Continue the essay on Kerouac's writing, beginning right after its final sentence.

EXCERPT PROVIDED.
━━━━━━━━━━━━━━━━

For me, Kerouac is at his best when he is least tethered to any kind of “form.” He’s at his best when the form is ever-becoming, and that form is not visible until the work is complete. That’s the reason why I tend to value TRISTESSA, VISIONS OF CODY, and THE SUBTERRANEANS over ON THE ROAD. I am also a champion of the late-period work SATORI IN PARIS—in fact, a recent collection of my own poems is titled SATORI IN NATCHEZ in homage to Kerouac. SATORI IN PARIS is a work that many find maddening, and the usual negative remarks about Kerouac’s drinking and lack of concentrated attention and scattershot observations and supposed clouding by personal bias are trotted out when people write off SATORI IN PARIS. However, those qualities are in a way the essence of the work. I’m reminded of some of the negative critical analyses of Bob Dylan’s post-1990 work or live performances. Many times the negative reviews are more on-target than the uncritical hagiographical observations of super-fans. It’s just that the negative critics view the cup as half-full–they see and hear what Dylan is doing, they describe it in a way that’s not inaccurate in a factual sense (a half-full or half-empty 8 ounce cup has 4 ounces in it, all agree) , and they just don’t care for what he’s doing. And of course that’s fine; they don’t have to like it. I’ve never developed a taste for opera or K-Pop or the films of P.T. Anderson–however, they are surely of some value in the big picture, and you may find transcendence within those works. God bless you if you do!

━━━━━━━━━━━━━━━━

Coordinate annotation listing
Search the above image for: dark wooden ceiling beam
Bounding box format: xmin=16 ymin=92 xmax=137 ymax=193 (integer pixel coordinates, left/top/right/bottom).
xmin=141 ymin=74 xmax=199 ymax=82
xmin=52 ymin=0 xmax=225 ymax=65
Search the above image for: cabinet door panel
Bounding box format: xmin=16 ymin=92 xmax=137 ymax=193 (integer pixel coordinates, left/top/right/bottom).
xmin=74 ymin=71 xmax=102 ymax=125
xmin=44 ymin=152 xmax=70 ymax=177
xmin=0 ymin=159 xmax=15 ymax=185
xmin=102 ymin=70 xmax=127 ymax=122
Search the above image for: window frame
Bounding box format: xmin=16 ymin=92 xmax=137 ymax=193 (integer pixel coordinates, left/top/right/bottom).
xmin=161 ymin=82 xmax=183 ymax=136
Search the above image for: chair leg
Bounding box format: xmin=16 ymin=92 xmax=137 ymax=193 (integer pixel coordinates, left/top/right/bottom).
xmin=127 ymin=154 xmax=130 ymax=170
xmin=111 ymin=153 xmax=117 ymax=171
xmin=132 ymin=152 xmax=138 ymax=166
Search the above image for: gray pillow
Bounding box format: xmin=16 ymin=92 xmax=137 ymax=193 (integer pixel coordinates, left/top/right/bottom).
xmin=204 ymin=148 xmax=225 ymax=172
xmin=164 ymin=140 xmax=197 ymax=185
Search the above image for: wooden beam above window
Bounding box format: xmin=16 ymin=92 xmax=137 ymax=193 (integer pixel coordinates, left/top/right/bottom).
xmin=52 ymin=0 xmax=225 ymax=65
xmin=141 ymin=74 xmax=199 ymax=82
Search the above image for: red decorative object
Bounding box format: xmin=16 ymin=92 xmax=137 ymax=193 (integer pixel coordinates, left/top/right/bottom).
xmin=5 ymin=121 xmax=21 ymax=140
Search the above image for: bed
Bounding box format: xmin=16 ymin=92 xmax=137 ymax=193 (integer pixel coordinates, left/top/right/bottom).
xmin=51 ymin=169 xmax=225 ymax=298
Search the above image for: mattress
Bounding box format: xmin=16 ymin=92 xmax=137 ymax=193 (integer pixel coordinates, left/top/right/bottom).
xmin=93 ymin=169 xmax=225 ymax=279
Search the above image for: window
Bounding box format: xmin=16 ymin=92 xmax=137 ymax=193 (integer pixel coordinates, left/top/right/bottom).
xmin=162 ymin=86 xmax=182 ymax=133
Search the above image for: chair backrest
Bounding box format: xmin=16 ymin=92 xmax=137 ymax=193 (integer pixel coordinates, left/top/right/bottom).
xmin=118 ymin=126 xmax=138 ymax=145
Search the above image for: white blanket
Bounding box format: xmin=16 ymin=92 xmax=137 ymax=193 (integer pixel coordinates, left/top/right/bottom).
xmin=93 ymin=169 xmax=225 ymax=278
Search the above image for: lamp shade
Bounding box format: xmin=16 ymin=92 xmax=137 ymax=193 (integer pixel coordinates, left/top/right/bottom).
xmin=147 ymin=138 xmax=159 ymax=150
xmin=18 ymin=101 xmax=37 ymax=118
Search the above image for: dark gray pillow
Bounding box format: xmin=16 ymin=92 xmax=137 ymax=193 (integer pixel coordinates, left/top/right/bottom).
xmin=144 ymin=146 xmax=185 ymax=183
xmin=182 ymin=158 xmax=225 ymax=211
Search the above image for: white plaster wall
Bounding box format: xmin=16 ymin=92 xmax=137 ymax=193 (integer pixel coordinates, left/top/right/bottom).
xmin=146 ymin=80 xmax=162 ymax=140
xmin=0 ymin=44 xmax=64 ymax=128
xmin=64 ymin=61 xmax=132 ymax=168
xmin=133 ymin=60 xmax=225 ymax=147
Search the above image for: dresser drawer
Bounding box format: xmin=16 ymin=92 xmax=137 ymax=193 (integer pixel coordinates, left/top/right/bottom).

━━━━━━━━━━━━━━━━

ANSWER TO THE EXERCISE.
Not everyone wants what Jack Kerouac at his purest and most uncompromising has to offer in a work such as SOME OF THE DHARMA (by the way, note the word SOME….). Not everyone wants what Gertrude Stein has to offer in STANZAS IN MEDIATION of TO DO: A BOOK OF ALPHABETS AND BIRTHDAYS. Not everyone wants what John Wieners has to offer in his poem-journals such as A NEW BOOK FROM ROME or STARS SEEN IN PERSON or 707 SCOTT STREET: THE JOURNAL OF JOHN WIENERS. Not everyone wants an 8-cd set of field recordings from a Zurich train station. Not everyone wants 100+ variations on a Shadows painting by Warhol. Not everyone wants 48 feature films from the Bowery Boys (not even mentioning the films from the Dead End Kids, The Little Tough Guys, and the East Side Kids). Not everyone wants to read all the novels of John Galsworthy or Anthony Trollope. That’s fine, and the multiplicity of options out there for us to experience is one of the things that make life worthwhile.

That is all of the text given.